» **TASK PROMPT**
Go through the records below and return each line that has "object" in it.

» **SOURCE DATA**
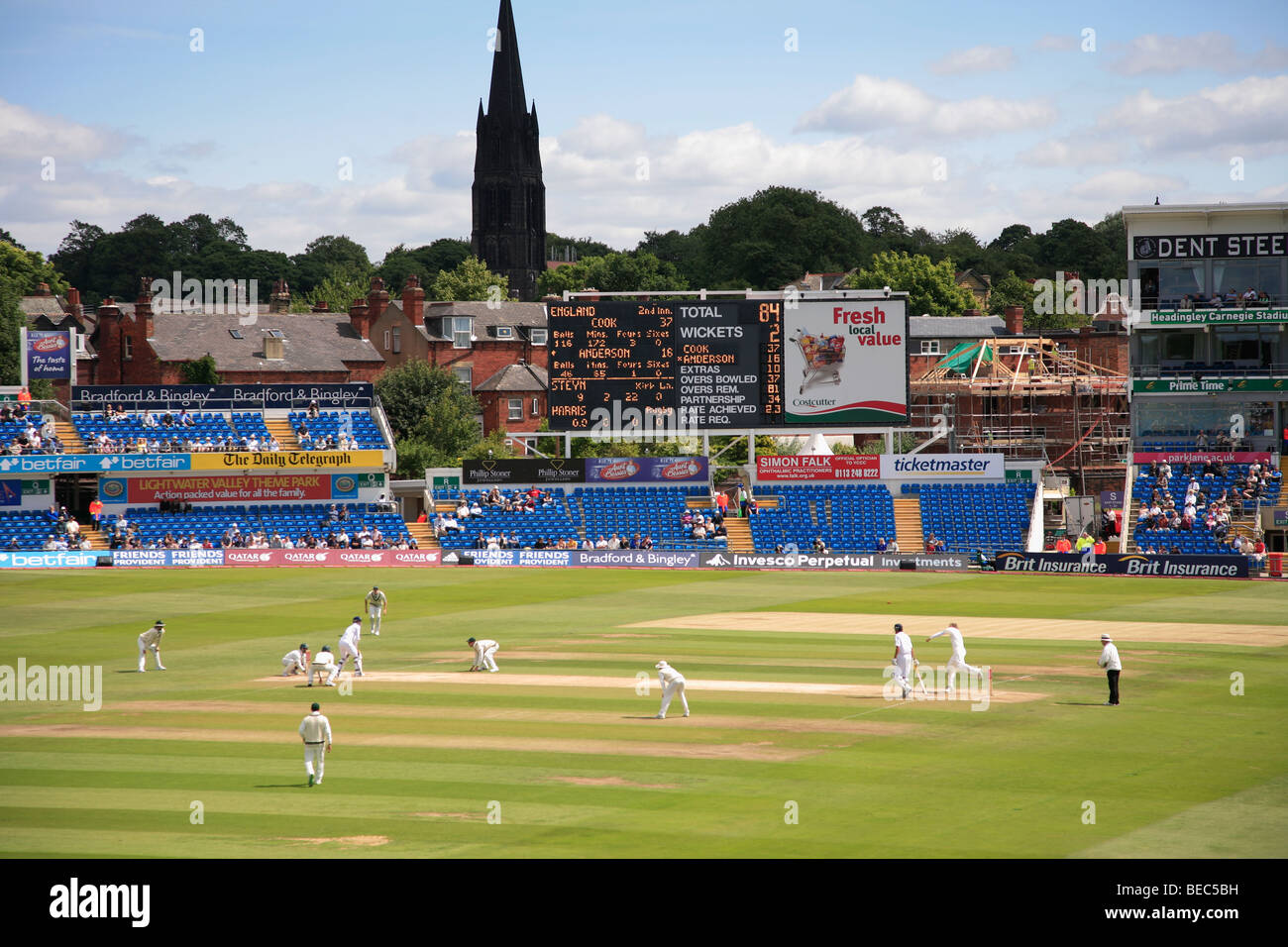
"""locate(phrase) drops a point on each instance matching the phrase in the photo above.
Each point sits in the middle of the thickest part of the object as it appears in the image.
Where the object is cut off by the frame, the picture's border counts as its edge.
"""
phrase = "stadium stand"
(990, 517)
(327, 425)
(209, 523)
(849, 517)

» **RESULT BELOW**
Each point sits in the middle of the thickest part of the object as it appears in the image.
Where the object is cut off by the frame, the picture's border counts as its edge.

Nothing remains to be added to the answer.